**WHAT YOU WILL DO:** Copy each of the entries below word for word, leaving out the pictures.

**GIVEN DATA:**
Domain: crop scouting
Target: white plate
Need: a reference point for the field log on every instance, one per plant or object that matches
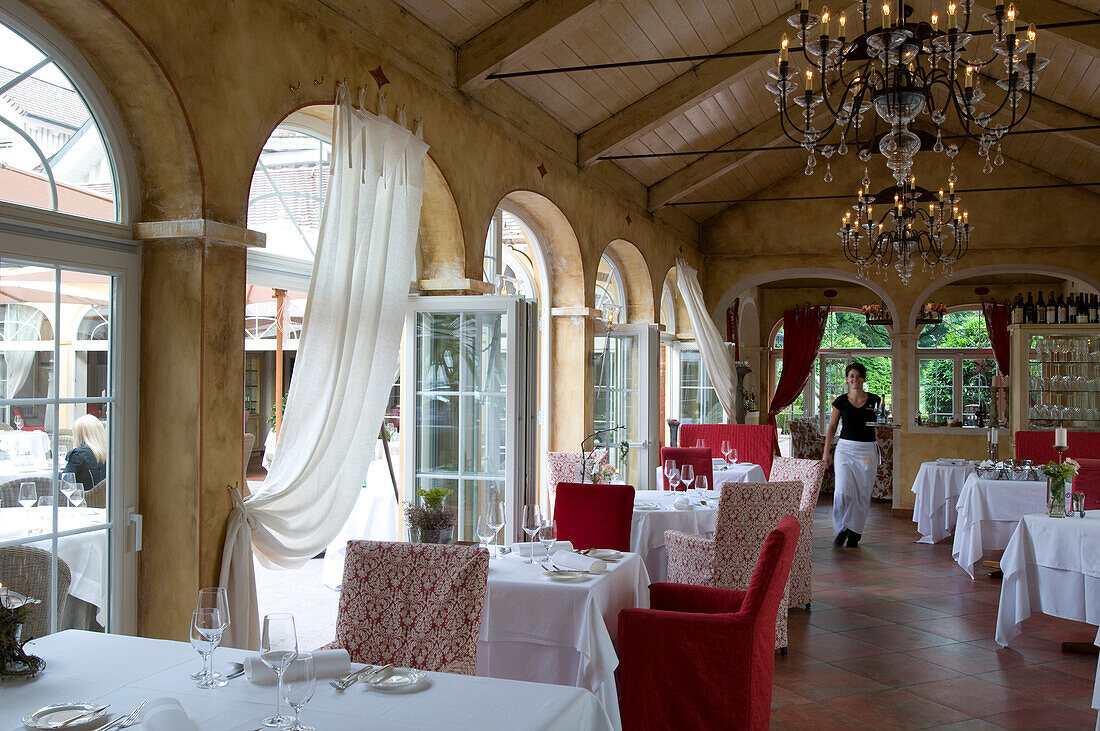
(52, 717)
(559, 575)
(399, 678)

**THE RESULT:**
Domain: crop scouting
Target: white plate
Need: a reference point for the field log on every instance, one per plant or object that matches
(52, 717)
(559, 575)
(399, 678)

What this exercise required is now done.